#### [Task directions]
Your reply should contain every record, restated word for word.

Segmentation mask data:
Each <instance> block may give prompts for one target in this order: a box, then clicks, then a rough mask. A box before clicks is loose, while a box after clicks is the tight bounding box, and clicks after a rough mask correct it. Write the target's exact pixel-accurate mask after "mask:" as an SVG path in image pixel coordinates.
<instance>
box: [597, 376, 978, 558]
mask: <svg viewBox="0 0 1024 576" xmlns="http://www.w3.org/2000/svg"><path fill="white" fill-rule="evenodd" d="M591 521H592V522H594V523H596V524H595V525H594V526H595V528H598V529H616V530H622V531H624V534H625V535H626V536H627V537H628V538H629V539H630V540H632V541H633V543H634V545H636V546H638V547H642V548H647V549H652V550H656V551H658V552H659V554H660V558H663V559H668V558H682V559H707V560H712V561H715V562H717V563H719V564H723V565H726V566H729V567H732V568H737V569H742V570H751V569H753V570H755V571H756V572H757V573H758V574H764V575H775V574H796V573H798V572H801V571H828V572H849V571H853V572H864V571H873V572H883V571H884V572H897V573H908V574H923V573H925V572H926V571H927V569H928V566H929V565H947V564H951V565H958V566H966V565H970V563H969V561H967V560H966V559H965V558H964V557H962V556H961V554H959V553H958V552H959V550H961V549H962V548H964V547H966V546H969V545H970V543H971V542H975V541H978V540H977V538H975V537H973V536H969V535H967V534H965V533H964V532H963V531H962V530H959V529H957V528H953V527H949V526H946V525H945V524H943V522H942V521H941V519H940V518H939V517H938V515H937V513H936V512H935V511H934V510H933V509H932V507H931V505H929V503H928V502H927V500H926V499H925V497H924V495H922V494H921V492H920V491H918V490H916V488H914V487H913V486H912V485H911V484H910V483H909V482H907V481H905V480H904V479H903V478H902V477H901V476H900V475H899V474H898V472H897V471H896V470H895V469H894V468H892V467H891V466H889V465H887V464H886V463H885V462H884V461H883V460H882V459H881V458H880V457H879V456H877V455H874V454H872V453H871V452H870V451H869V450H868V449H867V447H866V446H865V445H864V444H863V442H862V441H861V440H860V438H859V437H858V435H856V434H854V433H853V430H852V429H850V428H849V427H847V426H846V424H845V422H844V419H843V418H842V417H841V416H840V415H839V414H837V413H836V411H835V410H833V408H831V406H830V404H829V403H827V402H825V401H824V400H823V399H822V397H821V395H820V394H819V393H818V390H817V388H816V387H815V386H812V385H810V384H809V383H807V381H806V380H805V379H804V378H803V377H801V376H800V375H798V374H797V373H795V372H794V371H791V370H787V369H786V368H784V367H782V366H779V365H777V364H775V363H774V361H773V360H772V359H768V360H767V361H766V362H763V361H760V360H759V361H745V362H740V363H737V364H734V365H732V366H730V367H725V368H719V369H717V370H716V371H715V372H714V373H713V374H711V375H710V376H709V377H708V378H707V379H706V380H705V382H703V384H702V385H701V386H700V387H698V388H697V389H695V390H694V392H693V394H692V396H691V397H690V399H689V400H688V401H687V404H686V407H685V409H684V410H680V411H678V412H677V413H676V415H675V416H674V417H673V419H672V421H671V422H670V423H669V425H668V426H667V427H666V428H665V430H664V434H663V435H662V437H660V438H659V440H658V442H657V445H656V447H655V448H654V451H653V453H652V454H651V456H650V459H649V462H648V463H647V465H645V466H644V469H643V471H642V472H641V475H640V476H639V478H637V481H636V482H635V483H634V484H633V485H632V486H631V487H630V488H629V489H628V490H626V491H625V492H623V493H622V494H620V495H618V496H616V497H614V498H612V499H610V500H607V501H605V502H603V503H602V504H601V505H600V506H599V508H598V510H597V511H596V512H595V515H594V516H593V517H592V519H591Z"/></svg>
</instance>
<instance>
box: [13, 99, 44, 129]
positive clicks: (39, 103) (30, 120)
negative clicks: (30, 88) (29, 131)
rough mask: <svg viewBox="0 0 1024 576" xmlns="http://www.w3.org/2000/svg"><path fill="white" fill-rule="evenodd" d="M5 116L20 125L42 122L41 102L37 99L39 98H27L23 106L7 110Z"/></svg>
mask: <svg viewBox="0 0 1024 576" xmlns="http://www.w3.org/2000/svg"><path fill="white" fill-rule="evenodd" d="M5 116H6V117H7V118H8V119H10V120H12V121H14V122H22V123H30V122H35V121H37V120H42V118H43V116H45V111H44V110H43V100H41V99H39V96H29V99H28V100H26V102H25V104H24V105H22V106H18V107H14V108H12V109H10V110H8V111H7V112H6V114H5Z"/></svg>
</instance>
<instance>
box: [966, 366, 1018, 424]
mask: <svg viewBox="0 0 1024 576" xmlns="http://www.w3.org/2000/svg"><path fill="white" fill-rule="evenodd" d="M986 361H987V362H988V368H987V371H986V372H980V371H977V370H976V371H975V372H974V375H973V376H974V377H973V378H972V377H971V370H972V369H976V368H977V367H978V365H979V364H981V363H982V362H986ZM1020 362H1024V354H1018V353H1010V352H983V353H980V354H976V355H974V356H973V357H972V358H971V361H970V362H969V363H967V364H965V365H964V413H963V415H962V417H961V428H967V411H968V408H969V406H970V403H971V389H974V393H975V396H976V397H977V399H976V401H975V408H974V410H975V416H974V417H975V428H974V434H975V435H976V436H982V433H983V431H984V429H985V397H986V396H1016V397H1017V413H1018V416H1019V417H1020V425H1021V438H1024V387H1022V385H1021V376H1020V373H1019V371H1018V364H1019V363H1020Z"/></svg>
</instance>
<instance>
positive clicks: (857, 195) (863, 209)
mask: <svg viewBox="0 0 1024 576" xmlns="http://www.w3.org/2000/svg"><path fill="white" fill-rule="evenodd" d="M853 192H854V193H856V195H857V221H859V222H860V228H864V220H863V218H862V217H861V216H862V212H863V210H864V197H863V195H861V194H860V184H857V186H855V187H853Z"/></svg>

#### [Output below]
Each <instance> block may give prompts for one target in this order: a box, then clicks, then a rough mask. A box before clicks is loose, while a box after clicks is the tight bounding box, and clicks after a rough mask correct it. Write the target's exact pixel-accurate mask after "mask:" as an SVG path in image pixel coordinates.
<instance>
box: [597, 376, 978, 558]
mask: <svg viewBox="0 0 1024 576" xmlns="http://www.w3.org/2000/svg"><path fill="white" fill-rule="evenodd" d="M591 521H592V522H594V523H596V524H595V525H594V526H595V528H598V529H616V530H622V531H624V534H625V535H626V536H627V537H628V538H629V539H630V540H632V541H633V543H634V545H636V546H638V547H642V548H647V549H652V550H656V551H658V552H659V554H660V558H663V559H668V558H682V559H707V560H712V561H715V562H717V563H719V564H723V565H726V566H729V567H732V568H737V569H742V570H751V569H753V570H755V571H756V572H757V573H758V574H764V575H775V574H796V573H798V572H801V571H828V572H849V571H853V572H864V571H873V572H883V571H884V572H897V573H908V574H923V573H925V572H926V571H927V569H928V566H929V565H947V564H951V565H958V566H966V565H970V563H969V561H967V560H966V559H965V558H964V557H962V556H961V554H959V553H958V552H959V550H961V549H962V548H964V547H966V546H969V545H970V543H971V542H975V541H978V540H977V538H975V537H973V536H969V535H967V534H965V533H964V532H963V531H962V530H959V529H957V528H953V527H949V526H946V525H945V524H943V522H942V521H941V519H940V518H939V517H938V515H937V513H936V512H935V511H934V510H933V509H932V507H931V505H929V503H928V502H927V500H926V499H925V497H924V495H922V494H921V492H920V491H918V490H916V488H914V487H913V486H912V485H911V484H910V483H909V482H907V481H905V480H904V479H903V478H902V477H901V476H900V475H899V474H898V472H897V471H896V470H895V469H894V468H892V467H891V466H889V465H887V464H886V463H885V462H884V461H883V460H882V459H881V458H880V457H879V456H877V455H874V454H872V453H871V452H870V451H869V450H868V449H867V447H866V446H865V445H864V444H863V442H862V441H861V440H860V438H859V437H858V435H856V434H854V433H853V430H852V429H850V428H849V427H847V426H846V424H845V422H844V419H843V418H842V417H841V416H840V415H839V414H837V413H836V411H835V410H833V408H831V406H830V404H829V403H827V402H825V401H824V400H823V399H822V397H821V395H820V394H819V393H818V390H817V388H816V387H815V386H812V385H810V384H809V383H807V381H806V380H805V379H804V378H803V377H801V376H800V375H798V374H797V373H795V372H794V371H791V370H787V369H786V368H784V367H782V366H779V365H777V364H775V363H774V361H773V360H772V359H768V360H767V361H766V362H763V361H760V360H759V361H745V362H740V363H737V364H734V365H732V366H730V367H725V368H719V369H717V370H716V371H715V372H714V373H713V374H711V375H710V376H709V377H708V378H707V379H706V380H705V382H703V384H702V385H701V386H700V387H698V388H697V389H695V390H694V392H693V394H692V396H691V397H690V399H689V400H688V401H687V404H686V407H685V409H684V410H680V411H678V412H677V413H676V415H675V416H674V417H673V419H672V421H671V422H670V423H669V425H668V426H667V427H666V428H665V430H664V434H663V435H662V437H660V438H659V440H658V442H657V445H656V447H655V448H654V451H653V453H652V454H651V456H650V459H649V462H648V463H647V465H645V466H644V469H643V471H642V472H641V475H640V476H639V478H637V481H636V482H635V483H634V484H633V485H632V486H631V487H630V488H629V489H628V490H626V491H625V492H623V493H622V494H620V495H618V496H616V497H614V498H612V499H610V500H607V501H605V502H603V503H602V504H601V505H600V506H599V508H598V510H597V511H596V512H595V515H594V516H593V517H592V519H591Z"/></svg>
</instance>
<instance>
box: [13, 99, 44, 129]
positive clicks: (39, 103) (30, 120)
negative clicks: (30, 88) (29, 131)
rough mask: <svg viewBox="0 0 1024 576" xmlns="http://www.w3.org/2000/svg"><path fill="white" fill-rule="evenodd" d="M5 116L20 125L42 122L41 102L37 99L39 98H27L23 106L7 110Z"/></svg>
mask: <svg viewBox="0 0 1024 576" xmlns="http://www.w3.org/2000/svg"><path fill="white" fill-rule="evenodd" d="M5 116H6V117H7V118H8V119H10V120H12V121H14V122H22V123H30V122H35V121H37V120H42V118H43V116H45V111H44V110H43V100H41V99H39V96H29V99H28V100H26V102H25V104H24V105H22V106H18V107H14V108H12V109H10V110H8V111H7V112H6V114H5Z"/></svg>
</instance>
<instance>
box: [966, 366, 1018, 424]
mask: <svg viewBox="0 0 1024 576" xmlns="http://www.w3.org/2000/svg"><path fill="white" fill-rule="evenodd" d="M986 361H987V362H988V368H987V371H986V372H980V371H977V370H976V371H975V372H974V375H973V376H974V377H973V378H972V377H971V370H972V369H976V368H977V367H978V365H979V364H981V363H982V362H986ZM1020 362H1024V354H1018V353H1010V352H983V353H980V354H976V355H974V356H973V357H972V358H971V361H970V362H969V363H967V364H965V365H964V413H963V415H962V417H961V428H967V411H968V408H969V406H970V403H971V389H974V393H975V396H976V397H977V399H976V401H975V408H974V410H975V416H974V417H975V428H974V434H975V435H976V436H982V433H983V431H984V429H985V397H986V396H1016V397H1017V413H1018V416H1019V417H1020V425H1021V438H1024V387H1022V385H1021V376H1020V373H1019V371H1018V364H1019V363H1020Z"/></svg>
</instance>
<instance>
positive clicks: (857, 195) (863, 209)
mask: <svg viewBox="0 0 1024 576" xmlns="http://www.w3.org/2000/svg"><path fill="white" fill-rule="evenodd" d="M853 192H854V193H856V195H857V221H859V222H860V228H864V220H863V218H862V217H861V216H862V212H863V210H864V197H863V195H861V194H860V184H857V186H855V187H853Z"/></svg>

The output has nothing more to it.